■ EXERCISE OBJECTIVE:
Copy out the listing below so that each line matches exactly.
-=-=-
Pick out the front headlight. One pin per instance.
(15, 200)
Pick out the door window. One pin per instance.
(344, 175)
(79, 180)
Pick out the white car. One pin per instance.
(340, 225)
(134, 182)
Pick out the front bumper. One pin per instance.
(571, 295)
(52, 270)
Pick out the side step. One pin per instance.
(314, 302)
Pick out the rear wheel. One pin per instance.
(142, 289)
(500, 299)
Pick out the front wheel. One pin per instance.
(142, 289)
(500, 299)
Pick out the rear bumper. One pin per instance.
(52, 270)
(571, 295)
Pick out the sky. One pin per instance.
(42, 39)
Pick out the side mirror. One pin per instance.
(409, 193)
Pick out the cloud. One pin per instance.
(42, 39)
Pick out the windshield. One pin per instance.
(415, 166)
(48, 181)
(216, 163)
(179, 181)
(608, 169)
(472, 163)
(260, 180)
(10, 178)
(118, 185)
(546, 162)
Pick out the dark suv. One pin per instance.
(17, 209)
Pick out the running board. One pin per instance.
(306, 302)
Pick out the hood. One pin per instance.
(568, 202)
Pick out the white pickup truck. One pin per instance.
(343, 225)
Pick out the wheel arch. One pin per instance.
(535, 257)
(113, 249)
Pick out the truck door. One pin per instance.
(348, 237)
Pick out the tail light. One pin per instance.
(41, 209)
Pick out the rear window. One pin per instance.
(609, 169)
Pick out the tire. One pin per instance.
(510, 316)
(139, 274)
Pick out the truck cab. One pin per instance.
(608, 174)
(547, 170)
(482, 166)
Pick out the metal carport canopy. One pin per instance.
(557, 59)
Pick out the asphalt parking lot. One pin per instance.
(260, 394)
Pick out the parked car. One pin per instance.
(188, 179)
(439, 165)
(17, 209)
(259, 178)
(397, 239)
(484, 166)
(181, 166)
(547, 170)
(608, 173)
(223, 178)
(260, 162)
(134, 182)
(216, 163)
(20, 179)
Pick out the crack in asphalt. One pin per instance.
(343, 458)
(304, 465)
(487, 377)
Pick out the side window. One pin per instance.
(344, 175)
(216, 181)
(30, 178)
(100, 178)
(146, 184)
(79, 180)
-=-=-
■ TASK SOLUTION:
Pick out the front headlight. One pin per instance.
(15, 200)
Pick out the door window. One pin per instance.
(344, 175)
(79, 180)
Pick out the white car. One pin per instance.
(340, 225)
(134, 182)
Pick out the front bumper. One pin per instance.
(571, 295)
(52, 270)
Pick out the side step. One pin per instance.
(314, 302)
Pick out the rear wheel. One pin per instance.
(142, 289)
(500, 299)
Pick out the front wheel. One pin per instance.
(142, 289)
(500, 299)
Pick out the rear bumper. One pin per instance.
(52, 270)
(571, 295)
Pick out the sky. One pin per instance.
(42, 39)
Pick out the side mirror. One pin per instance.
(409, 193)
Pick out the cloud. One pin per instance.
(42, 39)
Pick out the windshield. One pin per instance.
(415, 166)
(48, 181)
(216, 163)
(179, 181)
(608, 169)
(472, 163)
(260, 180)
(10, 178)
(118, 185)
(546, 162)
Pick out the dark suv. One pin per instance.
(17, 209)
Pick out the running board. One pin per instance.
(306, 302)
Pick out the hood. One pin per instance.
(568, 202)
Pick out the white pickup truck. One pin per instance.
(343, 225)
Pick out the wheel arch. One pin per instance.
(535, 257)
(113, 249)
Pick out the truck door. One pin per instance.
(348, 237)
Pick out the tail light. One pin per instance.
(41, 209)
Pick out the rear window. One pin per instance.
(609, 169)
Pick out the tire. One pin per instance.
(510, 316)
(139, 274)
Pick out the truck cab. One pin per instance.
(608, 174)
(547, 170)
(482, 166)
Pick out the metal carport canopy. One pin per instance.
(557, 59)
Pick out the asphalt parking lot. One pin per instance.
(260, 394)
Pick out the parked car. One pin per instance.
(188, 179)
(439, 165)
(17, 209)
(259, 178)
(397, 239)
(484, 166)
(181, 166)
(547, 170)
(608, 173)
(223, 178)
(260, 162)
(134, 182)
(216, 163)
(20, 179)
Pick out the crack in asphalt. One pin per instance.
(343, 458)
(304, 465)
(487, 377)
Pick out the side window. One pin per instance.
(344, 175)
(216, 181)
(30, 178)
(100, 178)
(146, 184)
(79, 180)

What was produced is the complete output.